- **Exercises to complete**
1 > Answer these questions about the essay on Facebook's suicide prediction, one answer per line, marked (a), (b), (c):
(a) What kind of data does Facebook lack access to that makes its system inaccurate?
(b) What does the essay name as one example of when social media platforms should monitor user behavior for suicide risk?
(c) What position does Mason Marks hold?
2 > Repeat word for word the part of the essay on Facebook's suicide prediction starting with "There are very" and going on through "U.S. Health Care.".

- **Excerpt**
= Beginning of Section =

They claim the inaccuracies—that is, false positives and false negatives—of Facebook’s current system are due largely to its reliance on population-level data. They argue that an individualized system could compensate for those inaccuracies.

The inaccuracies in Facebook’s system, however, are not due to its reliance on population-level data. Instead, they stem from the fact that Facebook trains its algorithms on very low-quality input data. Specifically, the system is inaccurate because Facebook lacks access to real-world suicide data, a fact that Barnett and Torous fail to mention. Unlike medical researchers, who have access to real medical records, Facebook can only use rough proxies for suicidal behavior such as user reports of concerning posts.

For example, if a friend or relative of a Facebook user notifies the company about a suspicious post such as “goodbye world, I’ve had enough,” Facebook uses that information, and the subsequent response of its content moderation team, as a proxy for suicide risk. If the content moderation team ultimately decided to contact police in response to the post, then Facebook might use it as an example of a high-risk post for training Facebook’s suicide prediction AI. But there is one serious limitation to this approach: Facebook does not know whether the user who made the post went on to attempt or complete suicide. As a result, its approach is inherently inaccurate.

If medical researchers found the same statement—“goodbye world, I’ve had enough”—memorialized in a medical record instead of a social media post, they could look further into the medical record to see if that person went on to attempt or complete suicide. In other words, medical researchers can identify a real link between a statement and subsequent suicidal behavior. Unlike Facebook, they don’t have to guess, and they can use the information as high-quality training data for their prediction models.

By comparison, Facebook is operating with blinders on because it cannot see the ultimate outcome of the situation. Thus, Facebook’s algorithms suffer from the “garbage-in, garbage-out” problem that is common in computer science. Its poor-quality input data likely results in inaccurate predictions. Increasing surveillance of Facebook users by adding an individualized system on top of the existing system will not help because even an individualized system would rely on low-quality data unless Facebook somehow gained access to user medical records.

There is another problem. People who attempt suicide often do so impulsively, and they frequently have little or no history of mental illness. That is why an individualized approach will often be ineffective. Suppose a person suddenly attempts suicide without warning. If that person has no prior suicide attempts, and made no suspicious posts on Facebook previously, then his individual suicide prediction model would be unable to anticipate his suicide attempt. The model would have little or no data on which to base an accurate prediction. Thus a high-quality population-level approach using real suicide data is the right idea compared to an individualized approach. A person with no history of mental illness or suicidal behavior could be picked up by a screening program trained on high-quality training data because the system would have learned the behaviors that may precede a suicide attempt. But that is neither the system that Facebook currently has nor the system that Barnett and Torous propose.

The inherent inaccuracies of Facebooks system are dangerous because they have real-world consequences for people. Based on Facebook’s predictions, users may be detained, searched, hospitalized, and treated against their will. Their personal information may be transferred or sold to third parties, stolen, or used to discriminate against them. These outcomes can be traumatic and have devastating consequences for Facebook users. Yet Barnett and Torous fail to address these risks as they recommend even more surveillance of Facebook’s users.

There are very limited circumstances in which social media platforms should monitor user behavior for suicide risk. Live streaming of suicide attempts is one example. Outside of those limited circumstances, Facebook should adopt a “less is more” approach.

Mason Marks

Mason Marks is a visiting fellow at Yale Law School’s Information Society Project.

This essay is part of a 12-part series, entitled What Tomorrow Holds for U.S. Health Care.

= End of Section =

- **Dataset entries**

= Beginning of Section =

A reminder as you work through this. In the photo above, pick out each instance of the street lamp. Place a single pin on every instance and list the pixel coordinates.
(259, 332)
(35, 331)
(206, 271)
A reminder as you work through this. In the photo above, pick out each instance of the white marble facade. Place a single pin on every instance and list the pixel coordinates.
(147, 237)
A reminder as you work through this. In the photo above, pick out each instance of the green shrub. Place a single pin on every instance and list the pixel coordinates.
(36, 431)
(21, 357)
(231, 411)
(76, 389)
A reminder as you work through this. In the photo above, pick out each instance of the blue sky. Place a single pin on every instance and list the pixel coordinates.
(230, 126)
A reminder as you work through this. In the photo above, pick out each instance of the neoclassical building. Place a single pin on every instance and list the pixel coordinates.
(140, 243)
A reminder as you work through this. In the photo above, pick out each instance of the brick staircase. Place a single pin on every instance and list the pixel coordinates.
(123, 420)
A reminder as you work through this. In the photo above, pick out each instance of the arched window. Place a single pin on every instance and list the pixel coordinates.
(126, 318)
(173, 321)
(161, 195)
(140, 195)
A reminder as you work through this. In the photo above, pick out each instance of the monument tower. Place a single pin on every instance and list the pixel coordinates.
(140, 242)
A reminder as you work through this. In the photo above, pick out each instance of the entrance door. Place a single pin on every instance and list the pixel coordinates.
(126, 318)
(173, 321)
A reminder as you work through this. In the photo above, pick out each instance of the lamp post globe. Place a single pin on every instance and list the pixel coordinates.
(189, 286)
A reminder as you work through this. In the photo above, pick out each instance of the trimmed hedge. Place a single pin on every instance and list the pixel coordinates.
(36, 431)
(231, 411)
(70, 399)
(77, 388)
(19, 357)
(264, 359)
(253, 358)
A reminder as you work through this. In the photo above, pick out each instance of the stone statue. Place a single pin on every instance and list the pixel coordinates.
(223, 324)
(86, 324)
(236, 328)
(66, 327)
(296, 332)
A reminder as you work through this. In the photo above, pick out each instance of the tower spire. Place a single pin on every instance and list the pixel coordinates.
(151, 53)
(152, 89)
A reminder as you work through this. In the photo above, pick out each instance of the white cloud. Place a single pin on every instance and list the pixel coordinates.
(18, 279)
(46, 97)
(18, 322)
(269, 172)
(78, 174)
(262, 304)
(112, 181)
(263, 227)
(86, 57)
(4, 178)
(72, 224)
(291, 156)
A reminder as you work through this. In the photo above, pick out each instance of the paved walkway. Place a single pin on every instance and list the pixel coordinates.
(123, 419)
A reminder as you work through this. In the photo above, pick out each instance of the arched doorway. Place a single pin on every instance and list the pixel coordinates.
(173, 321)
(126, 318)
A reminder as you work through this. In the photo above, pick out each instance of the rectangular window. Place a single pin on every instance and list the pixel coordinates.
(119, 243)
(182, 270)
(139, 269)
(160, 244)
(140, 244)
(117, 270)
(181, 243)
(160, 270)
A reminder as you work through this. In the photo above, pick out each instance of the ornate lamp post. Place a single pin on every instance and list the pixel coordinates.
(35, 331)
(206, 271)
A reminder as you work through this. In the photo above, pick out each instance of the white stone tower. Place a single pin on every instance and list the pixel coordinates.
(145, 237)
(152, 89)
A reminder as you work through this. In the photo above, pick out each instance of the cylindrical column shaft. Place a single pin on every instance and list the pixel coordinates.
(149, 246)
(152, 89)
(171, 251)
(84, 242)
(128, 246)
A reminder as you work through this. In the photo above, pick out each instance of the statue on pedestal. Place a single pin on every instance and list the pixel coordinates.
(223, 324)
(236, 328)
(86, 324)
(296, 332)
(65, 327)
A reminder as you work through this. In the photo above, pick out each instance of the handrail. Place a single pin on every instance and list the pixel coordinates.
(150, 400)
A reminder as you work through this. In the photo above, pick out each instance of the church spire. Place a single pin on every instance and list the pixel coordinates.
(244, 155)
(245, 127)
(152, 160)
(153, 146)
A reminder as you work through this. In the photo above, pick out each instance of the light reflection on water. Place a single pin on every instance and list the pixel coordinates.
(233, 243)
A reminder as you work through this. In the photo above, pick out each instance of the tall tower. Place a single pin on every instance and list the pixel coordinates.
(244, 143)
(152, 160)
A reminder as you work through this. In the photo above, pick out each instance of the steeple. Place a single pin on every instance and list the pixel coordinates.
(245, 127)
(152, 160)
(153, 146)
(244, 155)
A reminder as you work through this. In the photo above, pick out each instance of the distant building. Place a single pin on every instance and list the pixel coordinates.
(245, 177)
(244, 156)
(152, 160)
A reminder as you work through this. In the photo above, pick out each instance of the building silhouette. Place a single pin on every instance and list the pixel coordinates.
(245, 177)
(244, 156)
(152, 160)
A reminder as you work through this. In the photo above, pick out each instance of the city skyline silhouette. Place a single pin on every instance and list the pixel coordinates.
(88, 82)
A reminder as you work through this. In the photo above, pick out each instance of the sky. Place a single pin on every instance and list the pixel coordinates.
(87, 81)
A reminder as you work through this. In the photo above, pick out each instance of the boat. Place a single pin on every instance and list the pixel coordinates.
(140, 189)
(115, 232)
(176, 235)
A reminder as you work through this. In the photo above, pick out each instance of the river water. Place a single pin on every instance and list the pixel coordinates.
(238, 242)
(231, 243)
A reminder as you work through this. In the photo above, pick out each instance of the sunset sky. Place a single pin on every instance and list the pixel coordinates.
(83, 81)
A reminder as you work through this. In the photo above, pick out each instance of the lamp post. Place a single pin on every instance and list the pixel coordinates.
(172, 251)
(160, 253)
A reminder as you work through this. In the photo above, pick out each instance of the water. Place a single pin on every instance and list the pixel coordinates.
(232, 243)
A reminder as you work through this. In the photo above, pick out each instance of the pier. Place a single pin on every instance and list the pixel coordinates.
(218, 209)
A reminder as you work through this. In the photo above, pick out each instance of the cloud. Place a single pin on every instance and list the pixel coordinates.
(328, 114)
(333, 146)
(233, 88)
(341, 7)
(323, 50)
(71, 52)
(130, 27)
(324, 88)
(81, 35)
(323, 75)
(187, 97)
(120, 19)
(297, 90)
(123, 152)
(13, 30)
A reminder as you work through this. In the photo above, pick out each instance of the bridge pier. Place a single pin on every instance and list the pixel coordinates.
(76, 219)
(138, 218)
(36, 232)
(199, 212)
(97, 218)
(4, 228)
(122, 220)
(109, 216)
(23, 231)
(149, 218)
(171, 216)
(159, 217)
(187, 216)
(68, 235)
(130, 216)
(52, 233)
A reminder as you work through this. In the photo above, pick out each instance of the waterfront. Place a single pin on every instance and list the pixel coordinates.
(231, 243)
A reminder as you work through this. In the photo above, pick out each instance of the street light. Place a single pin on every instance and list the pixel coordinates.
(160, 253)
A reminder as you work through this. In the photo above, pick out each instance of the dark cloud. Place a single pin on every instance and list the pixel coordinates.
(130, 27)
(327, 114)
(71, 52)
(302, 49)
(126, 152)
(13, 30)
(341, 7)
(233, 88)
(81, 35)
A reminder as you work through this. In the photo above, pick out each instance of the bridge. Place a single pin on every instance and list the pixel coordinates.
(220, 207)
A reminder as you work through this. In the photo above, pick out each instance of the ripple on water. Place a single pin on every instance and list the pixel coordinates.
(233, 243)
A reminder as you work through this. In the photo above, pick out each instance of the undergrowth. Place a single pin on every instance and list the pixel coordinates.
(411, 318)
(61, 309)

= End of Section =
= Beginning of Section =

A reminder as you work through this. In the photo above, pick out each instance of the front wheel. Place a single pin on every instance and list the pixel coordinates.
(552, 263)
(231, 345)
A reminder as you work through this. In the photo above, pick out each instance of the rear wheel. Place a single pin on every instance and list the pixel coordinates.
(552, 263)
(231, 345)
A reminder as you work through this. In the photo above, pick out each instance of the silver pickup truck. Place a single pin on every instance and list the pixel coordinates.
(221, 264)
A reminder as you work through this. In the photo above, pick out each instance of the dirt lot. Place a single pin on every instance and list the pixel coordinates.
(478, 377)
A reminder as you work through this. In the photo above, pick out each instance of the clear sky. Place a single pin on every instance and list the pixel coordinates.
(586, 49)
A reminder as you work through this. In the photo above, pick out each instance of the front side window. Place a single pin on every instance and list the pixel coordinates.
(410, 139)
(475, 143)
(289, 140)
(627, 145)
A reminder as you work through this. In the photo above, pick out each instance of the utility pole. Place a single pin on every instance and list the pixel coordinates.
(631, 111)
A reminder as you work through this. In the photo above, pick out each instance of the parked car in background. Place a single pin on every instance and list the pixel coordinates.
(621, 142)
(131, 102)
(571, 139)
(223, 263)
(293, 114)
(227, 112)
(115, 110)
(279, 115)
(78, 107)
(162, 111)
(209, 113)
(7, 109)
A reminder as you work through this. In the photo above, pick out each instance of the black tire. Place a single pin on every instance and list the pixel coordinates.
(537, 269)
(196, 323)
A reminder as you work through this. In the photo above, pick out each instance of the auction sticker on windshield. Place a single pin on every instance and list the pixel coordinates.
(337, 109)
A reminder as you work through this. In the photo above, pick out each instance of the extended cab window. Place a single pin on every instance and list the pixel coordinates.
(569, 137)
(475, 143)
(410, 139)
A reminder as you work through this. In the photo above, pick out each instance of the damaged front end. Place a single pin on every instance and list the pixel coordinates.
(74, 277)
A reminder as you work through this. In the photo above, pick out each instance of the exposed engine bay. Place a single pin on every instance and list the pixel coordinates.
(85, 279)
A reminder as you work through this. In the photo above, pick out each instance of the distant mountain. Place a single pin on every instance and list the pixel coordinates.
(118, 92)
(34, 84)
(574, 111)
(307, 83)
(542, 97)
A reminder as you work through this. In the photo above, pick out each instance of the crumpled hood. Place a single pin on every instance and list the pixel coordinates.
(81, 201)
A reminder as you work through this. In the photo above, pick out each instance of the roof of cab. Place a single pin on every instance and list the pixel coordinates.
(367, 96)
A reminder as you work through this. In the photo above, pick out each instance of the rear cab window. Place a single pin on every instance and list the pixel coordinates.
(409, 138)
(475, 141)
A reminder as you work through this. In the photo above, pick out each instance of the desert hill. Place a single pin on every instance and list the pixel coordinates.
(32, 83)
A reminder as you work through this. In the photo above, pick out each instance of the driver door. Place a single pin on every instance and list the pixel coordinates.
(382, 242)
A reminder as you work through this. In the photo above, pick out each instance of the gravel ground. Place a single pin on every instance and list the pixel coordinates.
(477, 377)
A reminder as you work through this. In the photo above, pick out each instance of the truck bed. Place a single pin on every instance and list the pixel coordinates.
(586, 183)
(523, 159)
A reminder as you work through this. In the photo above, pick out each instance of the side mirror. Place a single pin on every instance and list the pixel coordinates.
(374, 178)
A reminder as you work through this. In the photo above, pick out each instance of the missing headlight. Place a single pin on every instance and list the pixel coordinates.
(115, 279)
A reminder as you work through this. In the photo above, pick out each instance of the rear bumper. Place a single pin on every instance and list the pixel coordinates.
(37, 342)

= End of Section =

- **Your responses**
1 >
(a) Real-world suicide data.
(b) Live streaming of suicide attempts.
(c) He is a visiting fellow at Yale Law School's Information Society Project.

2 >
There are very limited circumstances in which social media platforms should monitor user behavior for suicide risk. Live streaming of suicide attempts is one example. Outside of those limited circumstances, Facebook should adopt a “less is more” approach.

Mason Marks

Mason Marks is a visiting fellow at Yale Law School’s Information Society Project.

This essay is part of a 12-part series, entitled What Tomorrow Holds for U.S. Health Care.